-- EXERCISE GOAL --
Display each line of the records below that contains the string "query".

-- MATERIAL PROVIDED --

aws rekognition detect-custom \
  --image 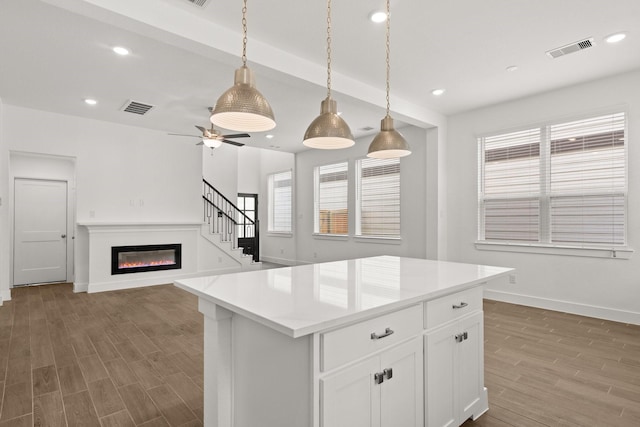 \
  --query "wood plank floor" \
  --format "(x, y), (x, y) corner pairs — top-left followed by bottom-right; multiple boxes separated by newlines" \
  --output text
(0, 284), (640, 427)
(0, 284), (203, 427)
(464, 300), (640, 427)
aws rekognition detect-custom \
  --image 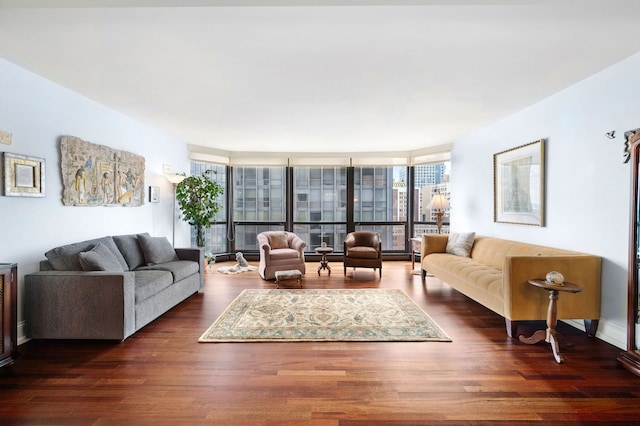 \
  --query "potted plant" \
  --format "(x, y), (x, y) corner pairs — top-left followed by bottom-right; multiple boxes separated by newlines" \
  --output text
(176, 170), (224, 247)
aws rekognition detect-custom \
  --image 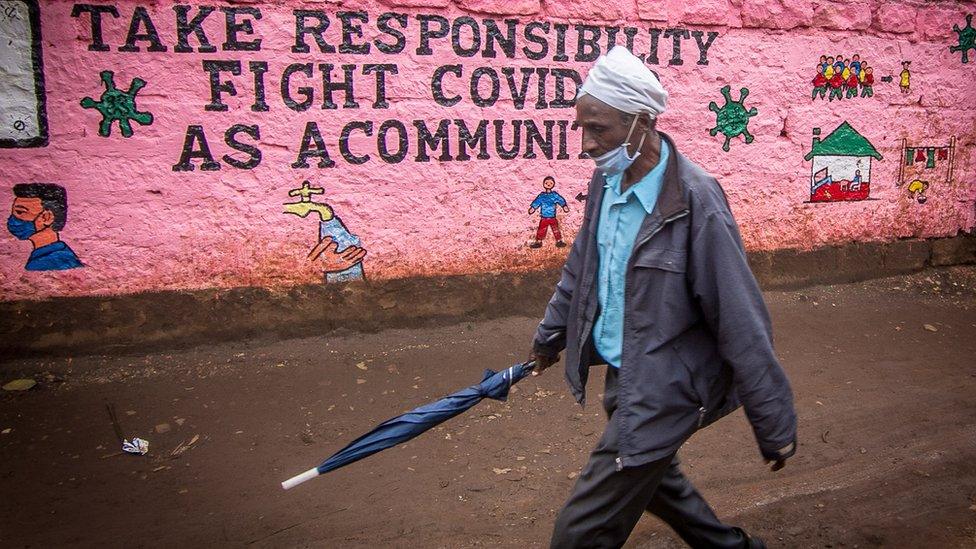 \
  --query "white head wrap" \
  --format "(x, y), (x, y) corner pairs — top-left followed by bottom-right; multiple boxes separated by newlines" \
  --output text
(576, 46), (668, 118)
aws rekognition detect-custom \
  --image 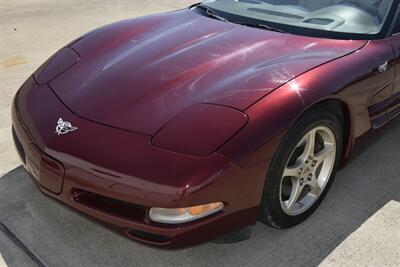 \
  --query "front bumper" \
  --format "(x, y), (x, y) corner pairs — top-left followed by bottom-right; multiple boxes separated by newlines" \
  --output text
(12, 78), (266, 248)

-- WRITTEN RESPONSE --
  --query "wood plank floor" \
  --query "potted plant" \
  --query "white head wrap" \
  --query "front bumper" \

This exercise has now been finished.